▸ Text segment:
Good day, and thank you for standing by. Welcome to the L.B. Foster August 2022 investor call. At this time, all participants are in a listen-only mode. After the speaker's presentation, there will be a question-and-answer session. To ask a question during the session, you will need to press star one one on your telephone. Please be advised that today's conference is being recorded. I would now like to hand the conference over to Stephanie Listwak, L.B. Foster's Investor Relations Manager. Please go ahead.

Stephanie Listwak
IR Manager, L.B. Foster

Thank you, Carmen. Good morning, everyone, and welcome to L.B. Foster's August 2022 investor update call. My name is Stephanie Listwak, the company's Investor Relations Manager. Our hosts for today's call, presenting on L.B. Foster's most recent acquisition transaction are the company's President and CEO, John Kasel, and the company's Chief Financial Officer, William Thalman. Slides to accompany today's presentation have been posted on the L.B. Foster investor relations website, and today's comments will follow the slides posted. After the conclusion of the presentation, we will be opening up the session for questions. Before we get started today, I wanted to remind all of those listening to please refer to our safe harbor disclosure included in today's slide deck for detailed risks, uncertainties, and assumptions related to any forward-looking statements made today.

Additionally, we will discuss some non-GAAP financial metrics today, and encourage you to review the reconciliation tables within the slide presentation carefully as you consider these metrics. With that, I'd like to turn the call over to John.

John Kasel
President and CEO, L.B. Foster

Thanks, Stephanie, and thanks for joining us today. It's an exciting day in the company and, you know, a lot of work's been done, and Bill and myself are anxious to share it with you. First, I am on slide four of the presentation materials for those that are following along. On Friday, we announced the acquisition of the operating assets of VanHooseCo Precast LLC with a purchase price of $50.5 million and EBITDA multiple ranging between 7-7.5x. More importantly, though, this just lines up very well with our existing CXT business, our precast business. As you move over to slide number five, you'll see that why that's the case.

Back in last year, if you recall, we put together a strategy and Bill and I announced it to you on our investor day in December of last year. Under that portfolio, we had two areas for two categories, one for growth and one for returns. The return side is maximizing cash generation remainder of our businesses. I'll talk a little bit about that today. But we also knew we needed to take on some inorganic growth opportunities, which was our playbook item one, two, three, and four. Doubling of precast is why we're here talking today. On slide six, the team has been really focused and energized about making things happen and really driving shareholder return. Over the last two months, we've done four transactions in line with our strategy.

As you recall, last week, I talked to you about the Skratch acquisition with Skratch Enterprises in the UK, plus the acquisition of Intelligent Video, both of them bolstering our capabilities in visual communication and condition monitoring in our rail space in Western Europe. Second, we did the divestiture of the Track Components business in Canada, providing about $7.8 million to fund our growth programs, as well as do the things that we're talking about today with the VanHooseCo transaction. On slide seven, you'll see that, the operating assets, and a look at the VanHooseCo properties itself. VanHooseCo was started by Jeff VanHoose in 1998. Their headquarters right outside of Knoxville in a town called Lebanon.

Stored dataset items
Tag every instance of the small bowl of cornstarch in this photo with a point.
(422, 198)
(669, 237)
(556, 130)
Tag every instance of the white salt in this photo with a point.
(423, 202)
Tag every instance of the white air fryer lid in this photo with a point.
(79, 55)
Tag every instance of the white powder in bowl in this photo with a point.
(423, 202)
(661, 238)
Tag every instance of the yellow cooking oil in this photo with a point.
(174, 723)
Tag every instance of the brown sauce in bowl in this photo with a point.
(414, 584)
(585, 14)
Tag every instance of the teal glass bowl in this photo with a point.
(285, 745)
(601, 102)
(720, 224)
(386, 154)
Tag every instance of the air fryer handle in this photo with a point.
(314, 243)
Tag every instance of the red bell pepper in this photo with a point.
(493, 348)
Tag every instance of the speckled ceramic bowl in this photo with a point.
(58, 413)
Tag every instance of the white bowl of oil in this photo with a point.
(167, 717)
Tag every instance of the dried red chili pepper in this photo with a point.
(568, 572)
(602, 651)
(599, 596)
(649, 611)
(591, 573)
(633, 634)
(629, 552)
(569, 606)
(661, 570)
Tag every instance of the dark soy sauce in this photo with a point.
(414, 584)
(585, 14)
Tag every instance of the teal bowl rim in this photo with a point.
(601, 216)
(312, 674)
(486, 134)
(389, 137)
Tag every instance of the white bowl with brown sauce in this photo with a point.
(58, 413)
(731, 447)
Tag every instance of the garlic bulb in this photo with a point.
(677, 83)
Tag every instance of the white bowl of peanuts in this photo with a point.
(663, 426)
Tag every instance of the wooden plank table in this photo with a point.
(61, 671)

▸ Required tasks:
a – In the L.B. Foster investor call transcript, what purchase price was announced for the operating assets of VanHooseCo Precast LLC?
b – Carry the L.B. Foster investor call transcript forward from its final sentence.

▸ Answers by task:
a – $50.5 million.

b –
Today, they up and running in that facility, as I said, since 1998, but we are commissioning a second facility right outside of Nashville, a small town called Lebanon. We say there's about 100 employees. That's gaining by the day since we're commissioning the new facility. This business serves the commercial, industrial, and residential infrastructure markets very well. What's really attractive to us, these both locations, one online, one coming online this week, is that we're right in the hotspot. We've got fast-growing markets close to us in the southeast in the United States. Unlike CXT, a good portion, up to 95% of VanHooseCo customer base is non-government.

We really like the fact that it adds balance to our existing CXT business and moves it gets that heavily weighted balance off the government, and more balance towards private investment projects as well. On slide eight, the uniqueness of the VanHooseCo and with the really exciting opportunities we have underpins with their IP, their intellectual properties. What we have depicted here is a product called Enviro-Cast. We have a three-year license agreement to manufacture and market this product in the with the terms of the deal. What is unique about this and unlike what we do today, if you look on the right-hand side, for those who are looking at the presentation, today we make concrete walls in our existing precast facilities with rebar and concrete.

This gives us the opportunity to make a wall and put the insulation, and metal studs actually in the wall itself, coming right out of a factory, going to the job site. That is a huge significance, because if we did what we do today in 60, if we wanna add insulation, we gotta stick frame it inside, either with wood or with metal, and then add insulation, after we actually build the wall. This is one unit, one package, and protected with intellectual property. Significant advantage for us. You can see these walls come together on this illustration we put together. It's put in by crane and operators, and something of this size could be put together in a couple of hours versus site-built with brick or stone today would literally take days to weeks.

Significant opportunities that we're very excited about. On slide nine is this another part of their intellectual properties that we're excited about, and that's the Enviro-Keeper. As you know, you know, stormwater retention, detention, itself, is a market that's absolutely on the rise, and it's a real growth sector that we're seeing a bright future in that part of the country as well as in the West Coast. We're gonna take these intellectual properties, and bring them to other sites in these products. We see that opportunities that exist in Washington and Idaho as well as Texas, it gives us a real line of sight to developing these and taking these products to other businesses and other markets, as well as right out of the Tennessee market.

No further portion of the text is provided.